Reproduce word for word the stretch of the records below, from the line containing "Find the door" through the end of the records.

----------------------------------------

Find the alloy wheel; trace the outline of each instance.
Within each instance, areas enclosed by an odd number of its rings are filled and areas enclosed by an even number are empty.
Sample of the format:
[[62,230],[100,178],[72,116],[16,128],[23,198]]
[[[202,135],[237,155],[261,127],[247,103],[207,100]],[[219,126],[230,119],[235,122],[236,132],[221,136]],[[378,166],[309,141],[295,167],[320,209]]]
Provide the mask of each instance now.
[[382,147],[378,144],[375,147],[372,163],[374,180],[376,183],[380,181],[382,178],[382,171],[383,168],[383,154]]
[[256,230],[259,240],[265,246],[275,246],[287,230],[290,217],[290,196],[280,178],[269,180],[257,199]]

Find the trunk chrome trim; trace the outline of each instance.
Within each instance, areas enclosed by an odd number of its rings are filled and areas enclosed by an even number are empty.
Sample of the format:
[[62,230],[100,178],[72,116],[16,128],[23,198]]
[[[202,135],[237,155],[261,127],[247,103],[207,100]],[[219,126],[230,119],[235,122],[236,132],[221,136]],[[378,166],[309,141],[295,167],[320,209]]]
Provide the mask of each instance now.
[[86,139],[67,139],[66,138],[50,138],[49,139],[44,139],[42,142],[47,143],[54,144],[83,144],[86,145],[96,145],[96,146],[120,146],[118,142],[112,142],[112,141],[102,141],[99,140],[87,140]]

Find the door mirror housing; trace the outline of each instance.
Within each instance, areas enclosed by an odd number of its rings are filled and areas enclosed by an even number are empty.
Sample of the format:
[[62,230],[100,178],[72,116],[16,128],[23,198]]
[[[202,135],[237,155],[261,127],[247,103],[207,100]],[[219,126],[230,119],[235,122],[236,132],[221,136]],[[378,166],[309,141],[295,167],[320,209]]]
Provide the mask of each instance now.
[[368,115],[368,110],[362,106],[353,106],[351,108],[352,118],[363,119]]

----------------------------------------

§ **Result below**
Find the door mirror housing; trace the outline of each instance.
Within each instance, areas enclosed by an odd number of its rings are filled and areas enclosed by an even number are empty.
Sample of the format:
[[62,230],[100,178],[72,116],[16,128],[23,198]]
[[[202,135],[237,155],[261,127],[247,103],[207,100]],[[219,126],[230,119],[235,122],[236,132],[221,136]],[[378,166],[309,141],[295,167],[320,209]]]
Provide the mask of each instance now.
[[368,115],[368,110],[362,106],[353,106],[351,108],[352,118],[363,119]]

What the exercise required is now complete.